Try it: Please transcribe the records precisely; pictures stay out of your copy.

Natural-language object grounding data:

────────────────

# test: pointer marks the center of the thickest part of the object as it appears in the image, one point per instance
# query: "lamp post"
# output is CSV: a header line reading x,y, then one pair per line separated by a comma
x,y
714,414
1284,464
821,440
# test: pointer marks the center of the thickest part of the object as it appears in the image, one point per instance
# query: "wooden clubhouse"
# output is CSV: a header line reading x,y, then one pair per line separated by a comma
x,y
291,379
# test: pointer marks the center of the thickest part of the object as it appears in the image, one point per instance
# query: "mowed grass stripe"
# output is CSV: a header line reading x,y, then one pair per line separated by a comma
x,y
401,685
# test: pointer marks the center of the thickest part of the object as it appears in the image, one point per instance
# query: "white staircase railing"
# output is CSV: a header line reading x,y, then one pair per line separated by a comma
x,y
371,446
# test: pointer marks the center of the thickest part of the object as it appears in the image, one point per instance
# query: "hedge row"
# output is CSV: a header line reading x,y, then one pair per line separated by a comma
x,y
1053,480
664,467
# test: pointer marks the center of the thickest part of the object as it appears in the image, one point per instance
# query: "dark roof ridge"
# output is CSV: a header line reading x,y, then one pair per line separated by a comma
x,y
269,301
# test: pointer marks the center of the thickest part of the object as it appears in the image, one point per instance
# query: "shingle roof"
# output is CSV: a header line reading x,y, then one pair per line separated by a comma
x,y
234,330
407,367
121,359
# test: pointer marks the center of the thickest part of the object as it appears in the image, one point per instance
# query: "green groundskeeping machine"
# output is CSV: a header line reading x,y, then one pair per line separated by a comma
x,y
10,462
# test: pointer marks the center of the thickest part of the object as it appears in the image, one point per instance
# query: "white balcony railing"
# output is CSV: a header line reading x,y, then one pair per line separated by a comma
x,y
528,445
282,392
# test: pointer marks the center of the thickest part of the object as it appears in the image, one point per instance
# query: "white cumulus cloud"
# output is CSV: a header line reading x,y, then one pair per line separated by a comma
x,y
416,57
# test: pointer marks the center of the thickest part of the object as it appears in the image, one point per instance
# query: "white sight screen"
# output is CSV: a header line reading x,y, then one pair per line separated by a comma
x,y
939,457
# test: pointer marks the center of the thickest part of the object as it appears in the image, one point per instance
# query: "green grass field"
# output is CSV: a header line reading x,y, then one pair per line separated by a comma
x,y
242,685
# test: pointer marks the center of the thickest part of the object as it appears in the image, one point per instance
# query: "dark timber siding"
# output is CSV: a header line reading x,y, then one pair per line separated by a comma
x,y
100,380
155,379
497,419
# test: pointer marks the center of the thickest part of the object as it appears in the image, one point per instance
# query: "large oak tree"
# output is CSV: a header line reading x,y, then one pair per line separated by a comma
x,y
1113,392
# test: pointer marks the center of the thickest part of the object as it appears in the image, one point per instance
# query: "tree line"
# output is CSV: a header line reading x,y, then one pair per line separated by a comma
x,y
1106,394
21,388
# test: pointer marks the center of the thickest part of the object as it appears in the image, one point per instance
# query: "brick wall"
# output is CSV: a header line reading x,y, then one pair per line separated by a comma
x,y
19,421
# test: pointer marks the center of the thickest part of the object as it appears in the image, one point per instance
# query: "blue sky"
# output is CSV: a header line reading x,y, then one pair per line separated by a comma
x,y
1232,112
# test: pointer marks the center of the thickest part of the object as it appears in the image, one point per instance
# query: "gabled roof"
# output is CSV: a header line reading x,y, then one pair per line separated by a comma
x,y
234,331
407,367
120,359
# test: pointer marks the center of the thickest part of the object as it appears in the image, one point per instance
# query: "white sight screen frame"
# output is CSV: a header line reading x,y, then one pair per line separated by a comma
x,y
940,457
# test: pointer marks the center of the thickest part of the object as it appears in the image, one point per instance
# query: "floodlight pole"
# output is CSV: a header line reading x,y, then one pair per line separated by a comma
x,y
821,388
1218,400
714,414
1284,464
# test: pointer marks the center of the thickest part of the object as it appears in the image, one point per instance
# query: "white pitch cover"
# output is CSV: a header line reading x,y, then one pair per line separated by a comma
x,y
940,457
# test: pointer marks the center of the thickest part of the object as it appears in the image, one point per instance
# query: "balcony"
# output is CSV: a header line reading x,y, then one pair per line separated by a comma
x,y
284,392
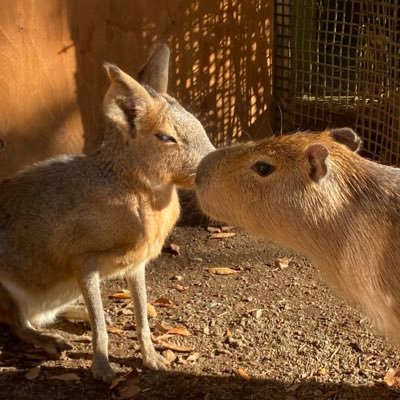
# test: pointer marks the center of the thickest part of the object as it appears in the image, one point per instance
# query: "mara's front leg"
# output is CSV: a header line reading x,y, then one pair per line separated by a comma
x,y
137,285
89,281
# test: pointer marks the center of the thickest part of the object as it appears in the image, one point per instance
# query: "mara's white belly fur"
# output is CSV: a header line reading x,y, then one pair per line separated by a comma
x,y
42,307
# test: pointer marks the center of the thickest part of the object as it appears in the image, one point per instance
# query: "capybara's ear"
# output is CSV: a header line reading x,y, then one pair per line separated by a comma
x,y
316,156
155,72
347,137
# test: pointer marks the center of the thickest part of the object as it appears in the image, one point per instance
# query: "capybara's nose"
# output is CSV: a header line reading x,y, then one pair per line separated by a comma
x,y
207,167
200,175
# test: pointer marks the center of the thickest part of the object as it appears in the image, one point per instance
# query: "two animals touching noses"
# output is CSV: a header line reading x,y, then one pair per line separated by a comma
x,y
68,222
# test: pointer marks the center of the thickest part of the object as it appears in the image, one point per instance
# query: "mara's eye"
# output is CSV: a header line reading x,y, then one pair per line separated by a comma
x,y
165,138
262,168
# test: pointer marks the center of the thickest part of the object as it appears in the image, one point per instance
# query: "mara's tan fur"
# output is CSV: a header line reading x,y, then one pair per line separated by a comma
x,y
68,222
319,197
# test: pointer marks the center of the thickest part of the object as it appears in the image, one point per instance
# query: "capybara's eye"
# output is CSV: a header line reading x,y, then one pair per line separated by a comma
x,y
262,168
165,138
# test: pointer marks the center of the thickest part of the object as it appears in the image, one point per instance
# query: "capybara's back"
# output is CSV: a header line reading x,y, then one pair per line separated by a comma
x,y
313,192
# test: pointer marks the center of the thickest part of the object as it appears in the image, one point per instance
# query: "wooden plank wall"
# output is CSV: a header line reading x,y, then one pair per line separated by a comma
x,y
52,81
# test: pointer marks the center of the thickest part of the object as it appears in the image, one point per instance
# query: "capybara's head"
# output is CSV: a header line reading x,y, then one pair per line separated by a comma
x,y
274,186
167,140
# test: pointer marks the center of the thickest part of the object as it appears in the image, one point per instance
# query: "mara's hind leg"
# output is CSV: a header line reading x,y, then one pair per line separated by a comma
x,y
80,313
10,314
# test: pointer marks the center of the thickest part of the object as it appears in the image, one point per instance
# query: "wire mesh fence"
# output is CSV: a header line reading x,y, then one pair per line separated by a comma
x,y
337,63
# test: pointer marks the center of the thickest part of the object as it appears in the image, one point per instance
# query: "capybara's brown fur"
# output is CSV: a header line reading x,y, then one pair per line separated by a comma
x,y
68,222
313,193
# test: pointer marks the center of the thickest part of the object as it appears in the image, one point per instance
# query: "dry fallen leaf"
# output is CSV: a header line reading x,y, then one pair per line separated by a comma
x,y
222,235
163,302
213,229
169,355
123,294
172,248
193,357
151,311
181,288
118,380
66,377
114,329
33,373
227,228
222,271
292,388
161,337
243,374
392,378
175,347
179,330
282,262
127,311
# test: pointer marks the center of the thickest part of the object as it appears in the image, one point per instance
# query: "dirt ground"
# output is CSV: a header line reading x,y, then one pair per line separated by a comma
x,y
282,328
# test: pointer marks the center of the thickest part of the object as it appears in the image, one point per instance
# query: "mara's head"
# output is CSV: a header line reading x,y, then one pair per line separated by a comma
x,y
274,186
167,140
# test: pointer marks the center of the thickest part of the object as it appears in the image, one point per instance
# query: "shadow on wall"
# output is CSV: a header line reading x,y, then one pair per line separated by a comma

────────────────

Task result:
# test: pointer marks the center of the thickest part of the object as it appears in the image, one point per instance
# query: "lamp post"
# output is CSV: a header line reading x,y, then one pair per line separated by a comma
x,y
714,414
1284,464
821,440
# test: pointer marks the center of the thickest part of the object as it appears in the image, one point per instance
# query: "wooden clubhouse"
# output is CSV: a header line reading x,y, then one pair per line separated by a comma
x,y
291,379
# test: pointer marks the center of the thickest part of the object as it appears in the image, one point per instance
# query: "mowed grass stripe"
# output is CSV: a header line reading x,y, then one pair per line separated by a comma
x,y
401,685
# test: pointer marks the center of the thickest part of the object as it appears in the image, one point per instance
# query: "white staircase railing"
# output is CSV: a header line reading x,y, then one pair per line separated by a comma
x,y
371,446
# test: pointer marks the center of the thickest part of the object as it appears in the image, one point per instance
# query: "hedge row"
# output is CSV: a header line reading x,y, then one pair per line separated by a comma
x,y
1053,480
664,467
# test: pointer marks the center of the thickest part of the object as it appears in the image, one point per instance
# query: "dark roof ridge"
# output is CSV: a header line reading x,y, then one pair per line separated by a comma
x,y
269,301
# test: pointer marks the center of the thickest part of the object as it appears in the image, one point per instance
# query: "shingle roof"
# output is CSV: a header line reading x,y, then one pair per line separated by a comma
x,y
234,330
407,367
121,359
# test: pointer marks the center of the thickest part of the object as it appears in the image, one point per instance
# query: "green groundskeeping machine"
# output is CSV: a header line reading x,y, then one pair per line separated by a comma
x,y
10,462
# test: pointer marks the center of the thickest part of the object as it appears in the image, one point per instance
# query: "white balcony railing"
# output is CSV: a header line reading x,y, then one pair per line separated by a comma
x,y
528,445
282,392
# test: pointer marks the center of the thickest part of the object as it appears in the image, one point per instance
# query: "white cumulus cloud"
# output is CSV: a header line reading x,y, then one pair per line separated by a comma
x,y
416,57
# test: pointer marks the center of the thickest part of the object as it appears in the image, one point per instance
# query: "white sight screen"
# output is CSV: a header line reading x,y, then one pair per line separated by a comma
x,y
939,457
# test: pointer marks the center of the thickest part of the object as it appears in the image, one point per instance
# query: "green grass field"
# output is CSV: a header line reading x,y, then one pair per line separated by a comma
x,y
242,685
# test: pointer marks the center of the thickest part of the object as it appears in the image, one point per instance
# query: "dark timber siding"
# output is CSV: a header line reading x,y, then one pair per line separated by a comma
x,y
100,380
155,379
497,419
# test: pointer marks the center of the thickest part of the object as it appears in the image, one point per instance
# query: "large oak tree"
# output is CSV: a header line reading x,y, then one pair per line separated by a comma
x,y
1113,392
# test: pointer marks the center of the thickest part of the object as it appears in the image, one point per instance
# query: "tree line"
# output is CSV: a header line reading x,y, then one pair per line separated by a comma
x,y
1106,394
21,388
# test: pointer marks the center of the thickest part of the object as it appears in the image, one point per instance
# query: "brick wall"
# output is CSV: a header line reading x,y, then one pair per line separated by a comma
x,y
19,421
# test: pointer marks the center of the thickest part of the object as it appears in the image, one point per instance
# query: "blue sky"
# output is CSV: a header line reading x,y, then one pair per line separated by a comma
x,y
1232,112
# test: pointer marks the center of the thickest part of the object as it appears in the image, one point per instance
# query: "gabled roof"
# output is CSV: a header line reading x,y, then one pair per line separated by a comma
x,y
234,331
407,367
120,359
# test: pointer marks the center of the thickest part of the object as it appears in the image, one point per instance
# query: "white sight screen frame"
# output is CSV: a header line reading x,y, then one pair per line separated by a comma
x,y
940,457
# test: pointer marks the center of the thickest part of the object as it appears in the image, one point per instance
# query: "floodlight pole"
# output is CSV: a header line reading x,y, then one pair per line separated by a comma
x,y
821,388
1218,400
714,414
1284,464
# test: pointer marks the center of the thickest part of the object as it appears in the image, one point per instance
# query: "white pitch cover"
# output is CSV: a header line reading x,y, then one pair per line separated by a comma
x,y
940,457
# test: pointer marks the center of the thickest part of the object as it appears in the image, one point per instance
# query: "balcony"
# output is CSV: a header line reading x,y, then one pair per line separated by a comma
x,y
284,392
# test: pointer marks the center of the thickest part of the object as it appears in the image, one point per instance
# query: "mara's front leg"
# output is CSV: a header line reading x,y, then one pair per line separated by a comma
x,y
137,285
89,281
# test: pointer marks the center of the thickest part of the object as it appears in the image, one point per instance
# query: "mara's white belly fur"
# output is CSV: a header line reading x,y, then one pair per line separated by a comma
x,y
42,307
# test: pointer marks the center of the thickest part of the object as it appears in the image, one point per instance
# query: "capybara's ear"
# output is CSV: a header line reading x,y, then one pair per line separated by a comma
x,y
316,156
155,72
347,137
# test: pointer marks the center of the thickest part of the object as it appears in the image, one point per instance
# query: "capybara's nose"
# output is CSV: a header line reading x,y, then one pair per line separated by a comma
x,y
207,167
200,175
# test: pointer marks the center of the thickest part of the object as it appears in the image, one point per instance
# query: "two animals touching noses"
# output is CSV: a header line reading x,y, then one pair per line separated by a comma
x,y
68,222
# test: pointer marks the center of the thickest part of the object as it appears in the image, one point per instance
# query: "mara's eye"
# output is CSV: a header line reading x,y, then one pair per line separated by a comma
x,y
165,138
262,168
# test: pointer marks the center of the thickest part of the object as it appears in the image, one point per instance
# query: "mara's tan fur"
# output is CSV: a header line reading x,y, then one pair per line separated by a comma
x,y
68,222
319,197
# test: pointer marks the center of the thickest part of the object as it appears in the image, one point per instance
# query: "capybara's eye"
# output is CSV: a header line reading x,y, then one pair per line separated by a comma
x,y
262,168
165,138
# test: pointer marks the center of the thickest part of the object as it appears in the image, one point per instance
# query: "capybara's back"
# output is CSV: a header line reading x,y, then one pair per line separated by a comma
x,y
313,192
# test: pointer marks the center of the thickest part of the object as it appears in the image, one point per instance
# query: "wooden plank wall"
# output is CSV: a header line reading x,y, then one pair per line separated by a comma
x,y
52,81
# test: pointer marks the center of the thickest part of the object as it appears in the image, one point per instance
# query: "capybara's head"
# output is CSV: a header line reading x,y, then one pair per line separated by a comma
x,y
274,186
167,140
# test: pointer marks the center of the thickest part of the object as it appears in the image, one point per instance
# query: "mara's hind leg"
# output is CSV: a header line reading x,y, then one pair per line separated by a comma
x,y
80,313
10,314
# test: pointer marks the center of the thickest part of the object as it appears in the image, one point per instance
# query: "wire mesh fence"
# output is CSV: a header line reading x,y, then one pair per line separated by a comma
x,y
337,63
# test: pointer marks the center of the thickest part of the object as it appears in the image, one point per instance
# query: "capybara's brown fur"
# output is CSV: a header line reading x,y, then one pair per line separated by a comma
x,y
68,222
313,193
# test: pointer marks the center of the thickest part of the object as it appears in the image, one point per instance
# query: "dry fallen leaf"
# output is CSV: a header line reading x,y, then one pair per line separated by a comma
x,y
222,235
163,302
213,229
169,355
123,294
172,248
193,357
151,311
181,288
118,380
66,377
114,329
33,373
227,228
222,271
292,388
161,337
243,374
392,378
175,347
179,330
282,262
127,311
# test: pointer marks the center of the thickest part of the object as it appears in the image, one point per instance
# query: "dirt ground"
# output is CSV: a header line reading x,y, then one pair per line separated by a comma
x,y
282,328
# test: pointer marks the center of the thickest part of the object as it appears in the image, one point per instance
# query: "mara's head"
# output is CSV: a header line reading x,y, then one pair per line separated by a comma
x,y
274,186
167,140
# test: pointer marks the center of the thickest part of the object as it appears in the image, one point per instance
# query: "shadow on wall"
# output is CSV: a header line reading x,y, then one pair per line separated by a comma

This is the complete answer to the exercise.